#### Material for this task
•••
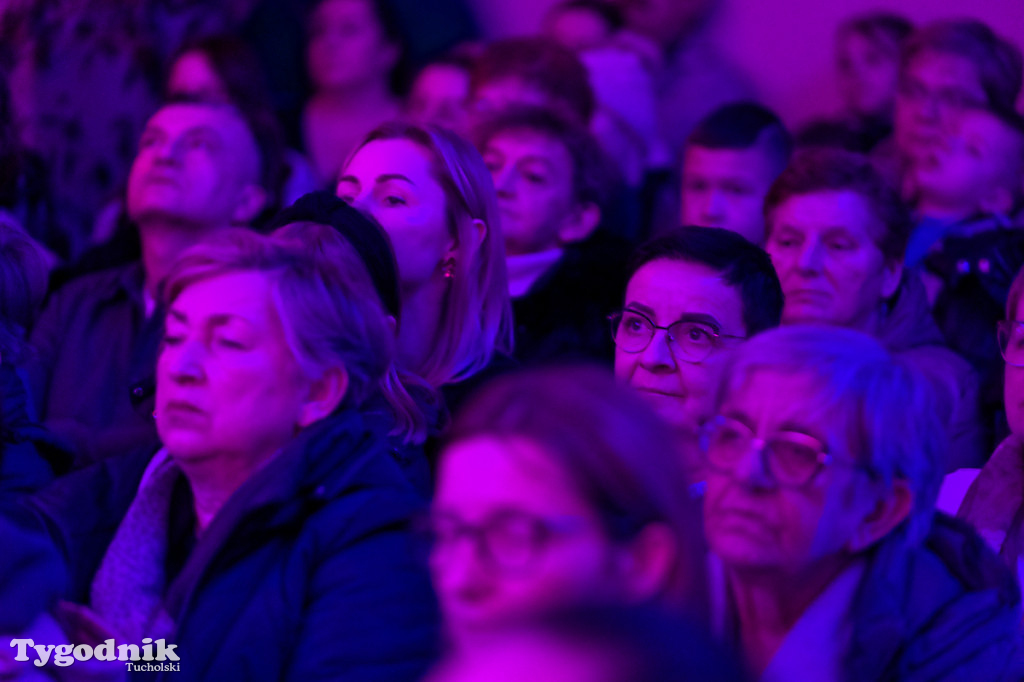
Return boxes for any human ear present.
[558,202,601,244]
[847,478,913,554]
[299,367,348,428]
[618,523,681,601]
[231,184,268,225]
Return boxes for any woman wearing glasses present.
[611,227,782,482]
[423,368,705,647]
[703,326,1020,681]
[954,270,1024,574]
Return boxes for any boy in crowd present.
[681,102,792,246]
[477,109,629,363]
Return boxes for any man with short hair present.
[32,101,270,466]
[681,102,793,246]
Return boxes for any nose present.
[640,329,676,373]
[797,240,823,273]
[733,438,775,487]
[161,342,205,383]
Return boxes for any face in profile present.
•••
#### What to produce
Could you output every line of the listing above as a Markdown table with the columns "Row" and "Entry", one numbered row per line? Skip blank lines and leave the pictures out.

#### Expected answer
| Row | Entry |
|---|---|
| 1 | Return boxes for any human ear present. |
| 2 | [558,202,601,244] |
| 3 | [847,478,913,554] |
| 4 | [299,367,348,428] |
| 5 | [618,523,681,601] |
| 6 | [231,184,268,225] |
| 7 | Return boxes for any woman wearing glasses present. |
| 8 | [611,227,782,482] |
| 9 | [423,368,705,647] |
| 10 | [703,326,1020,681] |
| 11 | [954,270,1024,574] |
| 12 | Return boxes for any boy in crowd present. |
| 13 | [681,102,792,246] |
| 14 | [477,109,629,363] |
| 15 | Return boxes for any man with short hair present. |
| 16 | [32,101,270,466] |
| 17 | [681,102,793,246] |
| 18 | Return boxes for any nose present. |
| 19 | [640,329,676,373] |
| 20 | [797,240,823,273] |
| 21 | [733,438,775,487] |
| 22 | [161,342,205,383] |
| 23 | Return boxes for any face in profile present. |